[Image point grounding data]
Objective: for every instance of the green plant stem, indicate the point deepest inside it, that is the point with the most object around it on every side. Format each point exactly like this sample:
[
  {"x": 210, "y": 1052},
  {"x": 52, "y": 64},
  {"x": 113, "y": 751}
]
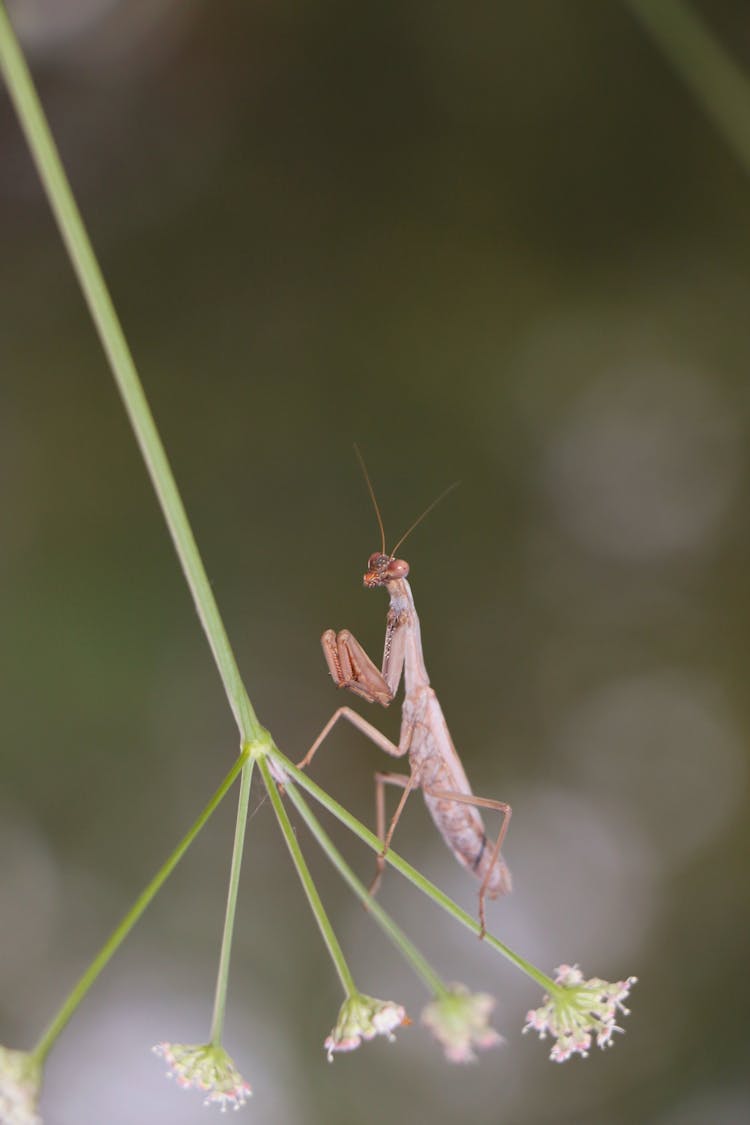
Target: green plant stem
[
  {"x": 719, "y": 83},
  {"x": 405, "y": 869},
  {"x": 409, "y": 951},
  {"x": 223, "y": 975},
  {"x": 113, "y": 943},
  {"x": 70, "y": 223},
  {"x": 306, "y": 880}
]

> YOUR OBJECTIVE
Copy the records above precisely, and leave every image out of the copy.

> RESPONSE
Objective: for every instance of the green plant stem, indicate the point deepest inside it, that is the point with the most object around it on every side. Format each point exactly like this sample:
[
  {"x": 210, "y": 1052},
  {"x": 52, "y": 64},
  {"x": 113, "y": 751}
]
Target: green plant stem
[
  {"x": 719, "y": 83},
  {"x": 405, "y": 869},
  {"x": 409, "y": 951},
  {"x": 223, "y": 975},
  {"x": 113, "y": 943},
  {"x": 70, "y": 223},
  {"x": 306, "y": 880}
]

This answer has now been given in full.